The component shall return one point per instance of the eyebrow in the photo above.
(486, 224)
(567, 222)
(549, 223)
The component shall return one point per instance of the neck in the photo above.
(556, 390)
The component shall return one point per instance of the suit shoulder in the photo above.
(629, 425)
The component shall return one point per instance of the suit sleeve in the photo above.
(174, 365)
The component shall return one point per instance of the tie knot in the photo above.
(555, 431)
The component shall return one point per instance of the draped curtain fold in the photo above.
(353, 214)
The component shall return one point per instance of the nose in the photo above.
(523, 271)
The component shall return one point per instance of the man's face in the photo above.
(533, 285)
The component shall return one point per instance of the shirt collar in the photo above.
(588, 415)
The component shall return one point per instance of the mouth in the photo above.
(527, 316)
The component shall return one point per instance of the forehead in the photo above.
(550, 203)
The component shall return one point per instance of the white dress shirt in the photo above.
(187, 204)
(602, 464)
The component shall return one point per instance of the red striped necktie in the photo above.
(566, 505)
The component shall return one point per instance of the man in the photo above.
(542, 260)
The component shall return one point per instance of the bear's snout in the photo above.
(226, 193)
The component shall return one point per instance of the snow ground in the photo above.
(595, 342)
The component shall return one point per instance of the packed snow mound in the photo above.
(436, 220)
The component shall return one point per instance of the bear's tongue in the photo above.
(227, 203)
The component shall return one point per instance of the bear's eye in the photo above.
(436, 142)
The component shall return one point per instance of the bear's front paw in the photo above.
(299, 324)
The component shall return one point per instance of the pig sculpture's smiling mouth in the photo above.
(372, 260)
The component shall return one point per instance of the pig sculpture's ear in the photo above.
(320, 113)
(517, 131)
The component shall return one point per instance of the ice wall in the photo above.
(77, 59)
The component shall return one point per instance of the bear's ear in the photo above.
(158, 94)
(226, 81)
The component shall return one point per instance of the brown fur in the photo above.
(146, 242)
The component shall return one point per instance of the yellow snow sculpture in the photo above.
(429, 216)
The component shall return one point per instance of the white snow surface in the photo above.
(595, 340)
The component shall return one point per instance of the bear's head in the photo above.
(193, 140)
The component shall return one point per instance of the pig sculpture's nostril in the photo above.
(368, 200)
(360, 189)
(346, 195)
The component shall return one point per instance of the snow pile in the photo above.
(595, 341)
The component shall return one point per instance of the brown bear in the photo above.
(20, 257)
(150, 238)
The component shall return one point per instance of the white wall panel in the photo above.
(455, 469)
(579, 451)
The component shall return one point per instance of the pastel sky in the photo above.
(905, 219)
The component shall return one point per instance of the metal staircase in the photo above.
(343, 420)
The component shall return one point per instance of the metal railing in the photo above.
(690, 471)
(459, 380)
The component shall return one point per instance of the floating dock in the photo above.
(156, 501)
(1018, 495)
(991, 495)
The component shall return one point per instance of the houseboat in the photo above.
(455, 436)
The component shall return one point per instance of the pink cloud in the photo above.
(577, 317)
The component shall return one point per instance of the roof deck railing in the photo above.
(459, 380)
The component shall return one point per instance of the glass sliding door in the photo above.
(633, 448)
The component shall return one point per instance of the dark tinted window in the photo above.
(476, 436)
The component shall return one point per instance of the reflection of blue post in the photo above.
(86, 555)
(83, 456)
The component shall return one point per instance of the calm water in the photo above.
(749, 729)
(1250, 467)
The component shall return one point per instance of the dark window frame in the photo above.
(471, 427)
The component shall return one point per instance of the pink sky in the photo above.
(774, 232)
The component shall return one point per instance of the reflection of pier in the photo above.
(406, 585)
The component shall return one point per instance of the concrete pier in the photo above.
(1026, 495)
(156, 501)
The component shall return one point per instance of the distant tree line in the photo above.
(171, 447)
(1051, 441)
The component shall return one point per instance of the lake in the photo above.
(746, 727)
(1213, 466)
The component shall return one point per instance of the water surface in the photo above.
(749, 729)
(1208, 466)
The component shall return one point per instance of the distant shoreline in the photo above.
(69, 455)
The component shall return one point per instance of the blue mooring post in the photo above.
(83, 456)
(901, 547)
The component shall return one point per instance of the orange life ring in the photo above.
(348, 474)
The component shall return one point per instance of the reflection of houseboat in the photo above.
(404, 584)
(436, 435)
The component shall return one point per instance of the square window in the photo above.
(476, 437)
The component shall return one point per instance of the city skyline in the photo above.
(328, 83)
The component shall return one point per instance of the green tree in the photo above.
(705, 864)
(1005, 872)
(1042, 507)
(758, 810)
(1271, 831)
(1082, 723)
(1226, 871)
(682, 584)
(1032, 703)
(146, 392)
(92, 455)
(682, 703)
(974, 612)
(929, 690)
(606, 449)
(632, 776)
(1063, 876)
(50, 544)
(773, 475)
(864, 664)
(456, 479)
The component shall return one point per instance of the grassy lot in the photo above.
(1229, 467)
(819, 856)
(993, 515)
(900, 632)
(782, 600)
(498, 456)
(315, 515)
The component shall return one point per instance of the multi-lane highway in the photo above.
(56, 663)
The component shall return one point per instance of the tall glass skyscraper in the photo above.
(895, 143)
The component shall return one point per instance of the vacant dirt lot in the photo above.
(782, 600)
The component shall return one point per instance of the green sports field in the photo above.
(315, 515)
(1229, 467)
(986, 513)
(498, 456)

WHAT THE EXERCISE ASKS = Write out all of the data above again, line for line, with no changes.

TASK ANSWER =
The component shall return one point per instance of the eyebrow in the photo above.
(486, 224)
(567, 222)
(549, 223)
The component shall return one point per instance of the neck in the photo above.
(556, 390)
The component shall return one point per instance of the suit shoulder in the photo above.
(629, 425)
The component shall return one point per instance of the suit sleeve in the photo above.
(174, 365)
The component shall return one point per instance of the tie knot in the photo above.
(555, 431)
The component shall return one point per instance of the draped curtain fold in the photo above.
(353, 214)
The component shall return one point per instance of the nose in the photo above.
(523, 271)
The component shall return one point per instance of the man's face in the photo above.
(533, 285)
The component shall return one point per instance of the shirt collar in the photo above.
(588, 415)
The component shall return one point per instance of the mouth in the photo above.
(527, 316)
The component shall return one point per instance of the forehead in the photo above.
(550, 203)
The component shall return one point per instance of the white dress shirt in the photo above.
(187, 204)
(602, 464)
The component shall return one point per instance of the red striped necktie in the photo above.
(566, 505)
The component shall return one point per instance of the man in the photo above.
(542, 260)
The component shall return one point per instance of the bear's snout in the photo above.
(226, 193)
The component shall return one point per instance of the snow ground in the photo above.
(595, 342)
The component shall return one point per instance of the packed snow mound in the photo above.
(436, 220)
The component shall return one point per instance of the bear's tongue in the photo above.
(227, 203)
The component shall return one point per instance of the bear's eye in the photo above.
(436, 142)
The component shall return one point per instance of the bear's front paw in the photo above.
(299, 324)
The component shall return one point per instance of the pig sculpture's smiling mouth in the photo above.
(372, 260)
The component shall return one point per instance of the pig sculpture's ear in the photo above.
(320, 113)
(517, 131)
The component shall return one point per instance of the ice wall in the photo above.
(77, 59)
The component shall return one point per instance of the bear's ear in the photo above.
(158, 94)
(226, 81)
The component shall return one point per instance of the brown fur in the photo above.
(146, 242)
The component shall return one point per instance of the yellow snow sculpture in the photo above.
(429, 216)
The component shall return one point per instance of the white snow surface in the photo above.
(595, 340)
The component shall return one point per instance of the bear's head in the photo above.
(193, 140)
The component shall return one point per instance of the pig sculpture's nostril in the photo above.
(368, 200)
(360, 189)
(346, 195)
The component shall return one point per instance of the snow pile in the photo above.
(595, 341)
The component shall return one point per instance of the brown bear in the photo above.
(20, 257)
(150, 238)
The component shall return one point per instance of the white wall panel in the photo above.
(455, 469)
(579, 451)
The component shall return one point per instance of the pastel sky in the photo above.
(905, 219)
The component shall return one point per instance of the metal staircase in the photo above.
(343, 420)
The component shall return one point per instance of the metal railing in the photo above.
(690, 471)
(459, 380)
The component shall return one point per instance of the floating dock in the photo above.
(156, 501)
(1018, 495)
(991, 495)
The component shall return one point per instance of the houseboat in the photo above.
(455, 436)
The component shall return one point per instance of the pink cloud in the photo above.
(577, 317)
The component shall return one point per instance of the roof deck railing in the photo above.
(459, 380)
The component shall return one point per instance of the glass sliding door in the photo above.
(633, 448)
The component shall return one point per instance of the dark tinted window in the photo above.
(476, 436)
The component shall return one point per instance of the reflection of blue post in the photo above.
(86, 555)
(83, 456)
The component shall return one point per instance of the calm water in the photo above.
(749, 729)
(1250, 467)
The component shall return one point per instance of the dark window frame in the photo above.
(471, 427)
The component shall return one point per instance of the pink sky in the photo above.
(774, 232)
The component shall return one point per instance of the reflection of pier in the photo above.
(406, 585)
The component shall return one point per instance of the concrete pier in the photo above.
(1026, 495)
(156, 501)
The component shall return one point per instance of the distant tree line in the photo above.
(171, 447)
(1051, 441)
The component shall return one point per instance of the lake in the photo above.
(746, 727)
(1213, 466)
The component shall return one point per instance of the water surface in the photo above.
(749, 729)
(1208, 466)
The component shall return one point per instance of the distant shoreline in the photo above.
(69, 455)
The component shall return one point per instance of the blue mooring post in the photo above.
(83, 456)
(901, 547)
The component shall return one point per instance of the orange life ring in the photo above.
(348, 474)
The component shall return one point per instance of the reflection of houseboat in the photo above.
(404, 584)
(436, 435)
The component shall return one point per instance of the square window in the photo above.
(476, 437)
The component shall return one point per instance of the city skyline in the photo above.
(328, 83)
The component shall return one point per instance of the green tree in the photo above.
(705, 864)
(1005, 872)
(1042, 507)
(758, 810)
(1271, 831)
(1082, 723)
(1226, 871)
(682, 584)
(1032, 703)
(146, 392)
(92, 455)
(682, 703)
(974, 612)
(929, 690)
(606, 449)
(632, 776)
(1063, 876)
(50, 544)
(773, 475)
(864, 664)
(456, 479)
The component shall return one point per instance of the grassy lot in the photo above.
(1229, 467)
(819, 856)
(993, 515)
(900, 632)
(782, 600)
(498, 456)
(315, 515)
The component shall return one point per instance of the multi-lane highway in the photo above.
(56, 663)
The component shall return one point per instance of the tall glass skyscraper in the photo above.
(895, 143)
The component shall return one point per instance of the vacant dirt lot in the photo above.
(782, 600)
The component shall return one point per instance of the green sports field in the photo above.
(315, 515)
(1229, 467)
(986, 513)
(498, 456)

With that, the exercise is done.